Exercise objective → Return every line of the entries below unchanged, leaving the pictures out.

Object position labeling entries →
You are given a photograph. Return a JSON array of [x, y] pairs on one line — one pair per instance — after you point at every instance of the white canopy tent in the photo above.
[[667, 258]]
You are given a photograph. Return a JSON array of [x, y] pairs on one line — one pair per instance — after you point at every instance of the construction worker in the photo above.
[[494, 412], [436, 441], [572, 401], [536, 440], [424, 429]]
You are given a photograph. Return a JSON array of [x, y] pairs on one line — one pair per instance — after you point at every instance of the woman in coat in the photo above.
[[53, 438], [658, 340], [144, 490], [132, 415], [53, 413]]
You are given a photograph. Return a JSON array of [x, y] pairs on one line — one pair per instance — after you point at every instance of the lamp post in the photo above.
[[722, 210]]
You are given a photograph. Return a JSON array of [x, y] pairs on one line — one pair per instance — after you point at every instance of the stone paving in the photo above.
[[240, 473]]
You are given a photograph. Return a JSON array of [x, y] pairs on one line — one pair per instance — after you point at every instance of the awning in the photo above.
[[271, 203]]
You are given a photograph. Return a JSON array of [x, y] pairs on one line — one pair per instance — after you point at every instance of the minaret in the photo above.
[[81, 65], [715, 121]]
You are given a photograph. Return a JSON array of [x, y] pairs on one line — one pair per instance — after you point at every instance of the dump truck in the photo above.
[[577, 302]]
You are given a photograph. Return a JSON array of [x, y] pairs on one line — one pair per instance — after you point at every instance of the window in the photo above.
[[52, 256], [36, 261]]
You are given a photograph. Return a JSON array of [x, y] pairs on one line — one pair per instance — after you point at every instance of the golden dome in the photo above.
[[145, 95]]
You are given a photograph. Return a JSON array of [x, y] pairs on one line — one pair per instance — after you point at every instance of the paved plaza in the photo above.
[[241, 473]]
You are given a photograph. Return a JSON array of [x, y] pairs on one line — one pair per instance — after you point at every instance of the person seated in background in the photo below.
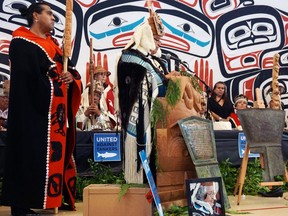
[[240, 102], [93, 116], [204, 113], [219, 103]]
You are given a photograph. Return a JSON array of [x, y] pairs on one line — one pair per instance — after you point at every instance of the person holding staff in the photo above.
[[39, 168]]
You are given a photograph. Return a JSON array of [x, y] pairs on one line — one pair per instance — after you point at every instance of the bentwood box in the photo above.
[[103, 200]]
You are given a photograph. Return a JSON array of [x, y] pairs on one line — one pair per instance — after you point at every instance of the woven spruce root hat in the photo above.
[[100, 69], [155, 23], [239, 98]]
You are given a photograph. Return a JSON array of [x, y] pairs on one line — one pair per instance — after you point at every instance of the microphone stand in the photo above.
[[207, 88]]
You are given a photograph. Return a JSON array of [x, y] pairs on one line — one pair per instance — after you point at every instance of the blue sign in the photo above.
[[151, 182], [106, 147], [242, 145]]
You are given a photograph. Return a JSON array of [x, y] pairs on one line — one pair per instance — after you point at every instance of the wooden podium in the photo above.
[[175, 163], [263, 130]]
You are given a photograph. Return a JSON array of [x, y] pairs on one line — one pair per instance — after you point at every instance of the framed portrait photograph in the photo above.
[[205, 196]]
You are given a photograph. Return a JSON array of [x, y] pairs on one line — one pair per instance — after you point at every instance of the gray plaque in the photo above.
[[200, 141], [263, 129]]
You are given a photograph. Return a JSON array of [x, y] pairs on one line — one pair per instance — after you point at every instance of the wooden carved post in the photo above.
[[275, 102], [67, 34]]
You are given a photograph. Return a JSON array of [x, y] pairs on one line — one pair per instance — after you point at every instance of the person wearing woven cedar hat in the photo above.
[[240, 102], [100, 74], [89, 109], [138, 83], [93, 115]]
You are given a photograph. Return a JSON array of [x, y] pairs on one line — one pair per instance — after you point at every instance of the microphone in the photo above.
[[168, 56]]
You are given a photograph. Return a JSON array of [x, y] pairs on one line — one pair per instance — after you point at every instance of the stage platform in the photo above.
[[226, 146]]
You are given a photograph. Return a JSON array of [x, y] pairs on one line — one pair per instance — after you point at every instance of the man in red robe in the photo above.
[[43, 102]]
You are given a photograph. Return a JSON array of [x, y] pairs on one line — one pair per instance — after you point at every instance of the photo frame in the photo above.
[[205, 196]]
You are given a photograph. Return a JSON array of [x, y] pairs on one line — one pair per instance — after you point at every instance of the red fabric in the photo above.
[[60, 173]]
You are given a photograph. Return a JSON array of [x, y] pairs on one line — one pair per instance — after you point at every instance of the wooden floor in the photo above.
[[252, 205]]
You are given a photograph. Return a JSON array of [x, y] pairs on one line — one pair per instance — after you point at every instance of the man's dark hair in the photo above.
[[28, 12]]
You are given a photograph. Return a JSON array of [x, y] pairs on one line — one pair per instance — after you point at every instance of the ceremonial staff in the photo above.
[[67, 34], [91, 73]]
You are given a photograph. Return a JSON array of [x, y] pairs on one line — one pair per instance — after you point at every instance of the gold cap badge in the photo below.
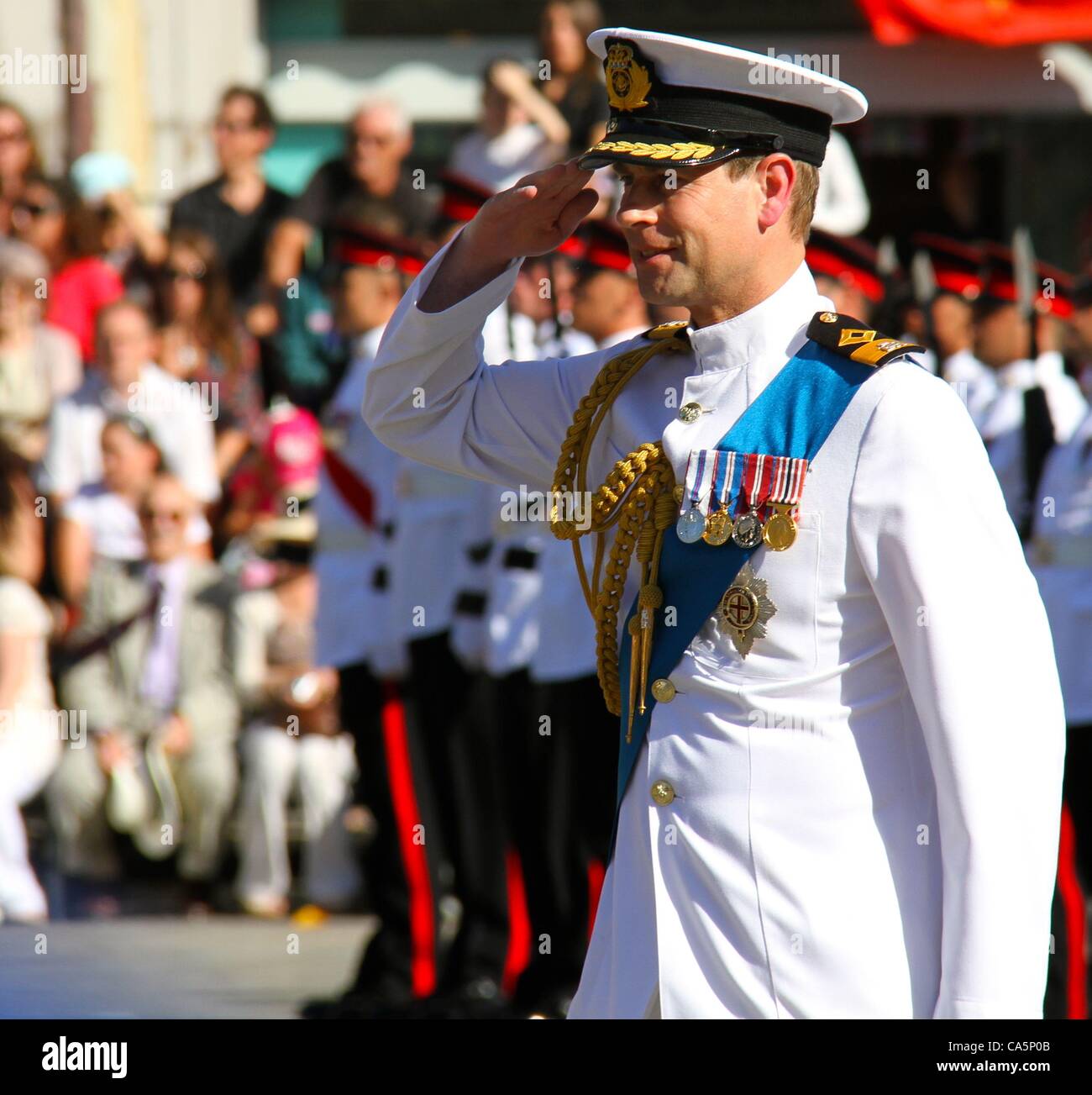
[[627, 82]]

Result of this exercise →
You are given a photograph. Return a JSON array of [x, y] pairs on one line — one pair per instance — after you point at every instance of the white canopy tent in the photo above.
[[667, 258]]
You are given a photograph. Return a JSON array of [x, y] pairs on one line — one pair per instance — after you point at every instance of the construction worker in the photo above.
[[494, 412], [436, 441], [572, 401], [536, 440], [424, 429]]
You are given a photograph. Return a JSON array of [x, y] pairs on one line — one pair per instance — after you point at every instance of the woman in coat in the photo above.
[[53, 438], [658, 340], [144, 490], [132, 415], [53, 413]]
You are given a photograph. Return a JSON array of [x, y] pairs on one line — one pair per instance — after you point at every instance of the lamp post in the photo above.
[[722, 210]]
You are given a photograph. Return a JSON array of [x, y] pairs on one line — one pair per instance — after you point at every instance of the stone paving in the photo above.
[[240, 473]]
You are given a photograph. Return a JSON array of [x, y] pairs on one line — one pair per instance — after you point at every instance of the awning in the photo above.
[[271, 203]]
You are given a photograph. Return a JSON array of [x, y] pairs on one line — one pair per instance — after you point at every instance of the minaret in the photo above.
[[81, 65], [715, 121]]
You are given a photograph. Return a JSON array of [x, y] pairs on one line — one pair per instance — after you point at every instance of the dump truck in the photo above.
[[577, 302]]
You are given a photograph. Return a JSON array of [x, y] pairs on one line — one pair per instance — after you point at every instance of the window in the photo above.
[[52, 256], [36, 261]]
You are given a photograph. Return a JSON array of [x, y] pairs on one line — one pair per instance — after you point at every instance of the golden dome in the photo above.
[[145, 95]]
You are given a photograph. Return a JSON array of [x, y] pairs on one line — one pair per instance — after you point at every instance of the paved plaza in the photo above.
[[241, 473]]
You are given a photograph. Return a JSON array of [x, y] pairs on one line — one pair per instance — after you point at every instance of the person seated in background in the photo below.
[[240, 102], [93, 116], [204, 113], [219, 103]]
You are given a photograph. Return a JSON array of [x, y] pairs on one line — one pair per instance — after you point at every instance of the person holding staff in the photo above.
[[39, 168]]
You are given a photograph. Return a JSON array of [x, y] pairs on one line — one pair per instance — after you point at every instance of the bentwood box in the photo above.
[[103, 200]]
You are given a photograph. Return a JSON array of [x, y] pairs on one line — one pair per instance — after you point at every instance of the woven spruce root hat in the photo above.
[[100, 69], [155, 23], [239, 98]]
You are given a photograph. Return a JSON array of [x, y] pairs on one line — one pair per instance — after you point at every instance of the microphone stand in the photo above.
[[207, 88]]
You are given a photograph. Return a JSON array of [x, y] pairs on one line — one pair per instance — after you point at every instance of the blue sign in the photo above.
[[151, 182], [106, 147], [242, 145]]
You are given a photograph. Return a JSON array of [x, y] pairs on one line — one pair per instance — after you point at every instance of the wooden podium in the photo above.
[[175, 163], [263, 130]]
You are given a photograph. Return a JSON array of [x, y] pairs on one line — one pair per instance — after you point at every instance of the framed portrait photograph in the photo above.
[[205, 196]]
You are given a photograph. Return a JSON array of [x, y] pairs on one line — one pair per instance — after you point at every instance of the gray plaque in the photo above.
[[200, 141], [263, 129]]
You are given a photograph. Return a JSON array of [x, y] pairs on one line — one pair per instance — after you point at every instance of the wooden carved post in the photo above.
[[275, 102], [67, 34]]
You are given a photograph. Return a JSON array of [x, y] pairs on one line — one pair per instance — after you point at every instance of the person wearing woven cedar hat in the photo above.
[[240, 102], [100, 74], [89, 109], [138, 83], [93, 115]]
You are given a photograph. Return a JSON array of [x, y] pairs on one line — one pair per instance — after you point at every instance of the microphone in the photo above.
[[168, 56]]
You are given a photograph. Return a JSON array of [x, y] pairs on one line — one pair per instance — after you point at every instance of the stage platform in the photo above.
[[226, 146]]
You are given a photograph. Return a JSON array of [x, y] pairs on one line — one pair per instance — after you point at every instance of the man in red robe in the photo above.
[[43, 102]]
You are given a photograph. Return a JSON array of [x, y] pairs on one line — one pair per instance — after you point at every instance of the photo frame in the photo above.
[[205, 196]]
You are given a photograph. Return a JSON array of [x, y] pairs on one line — one pair per instance — after you point at every instance of the red fabric in the photo above.
[[60, 173]]
You are given a photograph. Return a JSON array of [x, y] pairs on one line — one pair per instance — after you point at every instance of the wooden floor in the photo above.
[[252, 205]]
You are given a photograph. Return a JSON array of [x, y] pairs on one line — one pair per instance — after you point at every instance of the man's dark hair in the photo above.
[[28, 12]]
You are given a photograph. Return a JSON array of [x, y] pairs on one line — one pair per instance — after you point at every instance of the ceremonial staff in the photo above.
[[67, 34], [91, 73]]
You are given a photograph. Return a JSON array of [x, y] pairs on one line — one pair per instance — after you point at every instance of the gold cap badge in the photo below.
[[627, 82]]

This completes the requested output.